◆ **Reading passage**

There are many, MANY people who believe in a Creator, and yet who are either non-Christians or non-creationists. Roman Catholics, for example, do not subscribe to creationism, yet many of them do believe that the odds are overwhelmingly against life arising from randomness. Hindus also believe in life-creating dieties, and I’m sure that many Moslems would also argue that life is too well-ordered to have arisen from chaos.
Actually, it only shows how one of these steps might have arisen. It’s still a far cry from proving that life itself could have risen, and it doesn’t show that there are “many plausible ways” for it to do so. As other posters have already emphasized, it’s all pretty speculative right now.
I think it’s overstating the case to say that “a majority of the path” has been mapped out. We’ve got some ideas of how it might have happened, but there are still many questions that are a long way from being answered – how DNA came about, for example. Or how ribosomes, cell membranes and mitochondria were formed. Or how rRNA, tRNA and mRNA all came about, each component being critical for cellular replication.

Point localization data
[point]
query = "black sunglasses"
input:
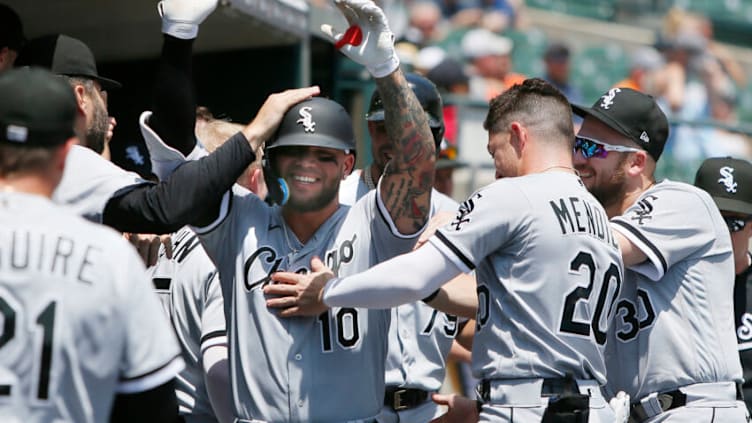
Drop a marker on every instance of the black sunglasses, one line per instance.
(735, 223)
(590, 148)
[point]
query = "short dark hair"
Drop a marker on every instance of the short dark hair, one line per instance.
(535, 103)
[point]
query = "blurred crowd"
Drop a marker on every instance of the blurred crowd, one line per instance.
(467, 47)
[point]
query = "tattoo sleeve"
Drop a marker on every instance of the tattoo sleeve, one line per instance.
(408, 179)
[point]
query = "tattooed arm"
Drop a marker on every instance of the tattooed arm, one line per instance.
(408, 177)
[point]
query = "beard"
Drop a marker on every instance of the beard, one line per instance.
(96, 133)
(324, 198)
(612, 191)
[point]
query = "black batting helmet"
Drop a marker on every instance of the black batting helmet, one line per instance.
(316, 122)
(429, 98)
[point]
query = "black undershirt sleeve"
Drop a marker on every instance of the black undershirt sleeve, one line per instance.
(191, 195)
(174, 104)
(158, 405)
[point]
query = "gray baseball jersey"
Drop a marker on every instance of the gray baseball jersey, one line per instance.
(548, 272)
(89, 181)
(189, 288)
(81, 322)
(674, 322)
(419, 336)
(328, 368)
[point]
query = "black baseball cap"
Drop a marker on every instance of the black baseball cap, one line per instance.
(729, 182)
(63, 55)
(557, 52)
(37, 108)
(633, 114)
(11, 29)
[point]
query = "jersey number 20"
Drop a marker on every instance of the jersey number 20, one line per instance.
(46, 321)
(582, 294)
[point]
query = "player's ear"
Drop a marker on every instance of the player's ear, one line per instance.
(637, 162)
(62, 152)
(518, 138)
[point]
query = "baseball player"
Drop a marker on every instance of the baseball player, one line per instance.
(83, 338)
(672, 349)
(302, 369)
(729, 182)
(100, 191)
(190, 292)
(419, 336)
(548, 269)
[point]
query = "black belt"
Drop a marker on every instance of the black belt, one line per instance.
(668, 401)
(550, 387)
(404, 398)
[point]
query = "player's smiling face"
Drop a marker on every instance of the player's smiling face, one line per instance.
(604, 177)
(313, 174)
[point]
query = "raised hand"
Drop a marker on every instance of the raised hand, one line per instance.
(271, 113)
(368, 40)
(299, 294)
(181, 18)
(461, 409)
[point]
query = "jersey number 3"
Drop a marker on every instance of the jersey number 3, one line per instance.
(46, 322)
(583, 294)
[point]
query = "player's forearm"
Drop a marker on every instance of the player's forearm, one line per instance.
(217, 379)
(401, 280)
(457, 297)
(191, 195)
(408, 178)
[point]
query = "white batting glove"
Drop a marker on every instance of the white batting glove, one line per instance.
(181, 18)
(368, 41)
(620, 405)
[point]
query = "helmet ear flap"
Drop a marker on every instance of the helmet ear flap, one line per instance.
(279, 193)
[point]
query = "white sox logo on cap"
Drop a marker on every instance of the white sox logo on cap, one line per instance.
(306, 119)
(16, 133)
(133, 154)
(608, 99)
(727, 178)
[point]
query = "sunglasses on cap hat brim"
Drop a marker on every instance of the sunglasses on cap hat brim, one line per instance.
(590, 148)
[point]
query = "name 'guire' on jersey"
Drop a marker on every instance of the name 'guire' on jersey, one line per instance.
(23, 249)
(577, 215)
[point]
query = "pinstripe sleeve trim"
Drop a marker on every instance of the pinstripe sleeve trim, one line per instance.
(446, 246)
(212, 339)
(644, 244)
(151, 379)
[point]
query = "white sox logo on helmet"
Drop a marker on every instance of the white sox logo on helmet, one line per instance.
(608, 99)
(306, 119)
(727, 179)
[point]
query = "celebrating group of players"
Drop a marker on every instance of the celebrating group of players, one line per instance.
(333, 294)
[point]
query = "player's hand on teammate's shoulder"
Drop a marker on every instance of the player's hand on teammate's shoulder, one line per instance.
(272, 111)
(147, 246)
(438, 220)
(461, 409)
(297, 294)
...
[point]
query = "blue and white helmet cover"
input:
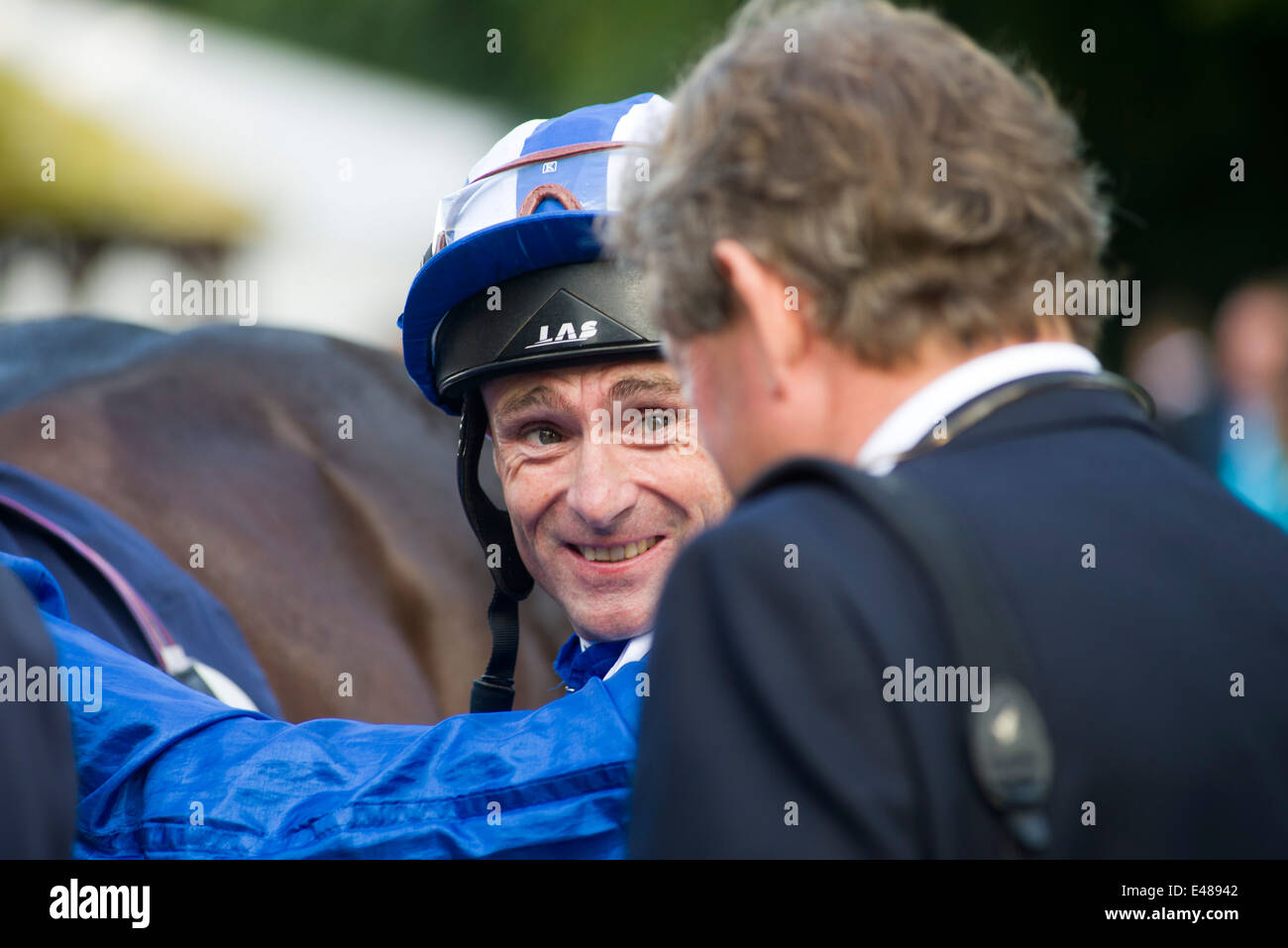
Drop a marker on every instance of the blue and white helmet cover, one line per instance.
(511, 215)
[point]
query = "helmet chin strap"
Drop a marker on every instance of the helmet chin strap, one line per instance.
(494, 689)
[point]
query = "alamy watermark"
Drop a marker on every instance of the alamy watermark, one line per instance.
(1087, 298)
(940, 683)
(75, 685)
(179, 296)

◆ **What to do**
A - Render this sentence from the passage on the origin of life in Spanish: "As other posters have already emphasized, it’s all pretty speculative right now."
B - Please carry on the passage on the origin of life, starting after its last sentence.

◆ **Results in order**
A - Como ya han subrayado otros participantes, todo es bastante especulativo por ahora.

B -
I’m not arguing against abiogenesis, mind you. I just think that it’s naive to say that most of the critical steps involved have already been determined. We’re not even close.
I haven’t read all of this thread, because I find them tiresome, and besides, I could probably replicate the whole thing on my own based on the hundreds of other threads I’ve read on this subject.
I just popped in to give my usual plug for a book called “At Home in the Universe” by Stuart Kuffman. It does a brilliant job of explaining how life could have arisen from non-living material, and how, instead of being an unbelieveably unlikely process, it could be seen as likely - even inevitable. If you’re truly interested in understanding this subject (as opposed to blindly insisting that you’re right), you must read this book.
Um, my main point was that life coming from non-living matter is (a)biogenesis, not evolution. Hence the ‘slightly confused student’ example.
Christians who believe the Bible is literally true state that:
God created all life
humans didn’t evolve, since they were ‘ready-made’ in the first week of life
the Universe is about 5,000 years old, so there is no time for other evolutionary processes to have happened.
Since such creationists have no evidence to support their claims (‘God faked the evidence to test our faith’), they rely on attacking scientists, with claims such as the above.
I’m interested in your statement that no Roman Catholics are creationists - can you tell me more?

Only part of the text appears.